Give every line of the material again, exactly as written.

__DATA EXTRACT__:
# # # #
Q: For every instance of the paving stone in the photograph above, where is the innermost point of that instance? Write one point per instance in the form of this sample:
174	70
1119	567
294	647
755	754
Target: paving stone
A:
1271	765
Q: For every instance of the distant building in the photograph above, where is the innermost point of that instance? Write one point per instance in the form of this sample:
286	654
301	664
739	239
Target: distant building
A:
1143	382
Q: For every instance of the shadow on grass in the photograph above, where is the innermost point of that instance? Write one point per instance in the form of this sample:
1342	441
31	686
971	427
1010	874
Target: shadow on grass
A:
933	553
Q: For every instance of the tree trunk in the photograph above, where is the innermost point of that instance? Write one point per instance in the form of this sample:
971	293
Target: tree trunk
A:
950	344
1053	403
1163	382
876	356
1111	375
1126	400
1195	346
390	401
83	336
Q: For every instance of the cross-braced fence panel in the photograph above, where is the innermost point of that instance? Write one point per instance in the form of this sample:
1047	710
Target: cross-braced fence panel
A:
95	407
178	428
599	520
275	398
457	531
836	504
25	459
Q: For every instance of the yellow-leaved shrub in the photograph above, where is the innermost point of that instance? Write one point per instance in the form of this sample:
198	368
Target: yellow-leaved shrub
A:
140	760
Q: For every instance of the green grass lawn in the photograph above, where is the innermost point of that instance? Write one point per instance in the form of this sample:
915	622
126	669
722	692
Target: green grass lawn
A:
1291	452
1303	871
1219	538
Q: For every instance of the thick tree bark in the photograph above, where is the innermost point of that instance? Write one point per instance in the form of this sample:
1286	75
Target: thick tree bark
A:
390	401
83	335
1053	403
# # # #
__FINAL ANSWER__:
Q: For every instance of the paving stone in the photograph above, where is the innermost point of that instance? Write one point per instance in the form of this sample:
174	70
1119	567
294	647
755	754
Target: paving stone
A:
1271	765
Q: For every instance of the distant building in the photograph above, where is the innermost point of that instance? Write one point per instance in the form of this sample:
286	654
301	664
739	239
Target: distant building
A:
1143	382
Q: For every instance of the shadow on grass in the photograph above, where is the innermost point of that instance? Write one point per instance in the form of this sample:
1342	441
31	686
971	427
1010	874
Target: shadow on grass
A:
933	553
Q: For every instance of the tree trunk in the photograph above, where is the innermost point of that instance? Write one point per instance in the form of this sample:
971	293
Target: tree trunk
A:
950	344
1053	403
1163	382
876	356
1111	375
1126	400
1195	346
390	401
83	336
Q: For every instance of the cross-braced fence panel in the photograph above, where is the innermost point of that instance? Write one point per instance in the form of this sample:
1047	710
Target: cross-braced fence panel
A:
95	407
178	428
599	520
275	398
457	531
836	504
25	459
Q: For every instance of the yellow-leaved shrub in the photograph above, where is the innermost point of that instance? Write one point per instance in the form of this sample:
198	368
Target: yellow-leaved shrub
A:
140	760
Q: For every instance of the green grass lawn in the photograph above, where is the innermost point of that instance? Write one point per instance in the form of this sample:
915	622
126	669
722	692
Target: green grass lawn
A:
1291	452
1303	871
1219	538
Q: For every instance of the thick tree bark in the photograph above, where is the innermost point of that instance? Write one point per instance in the form of this sample:
1286	75
Target: thick tree bark
A:
390	401
83	335
1053	403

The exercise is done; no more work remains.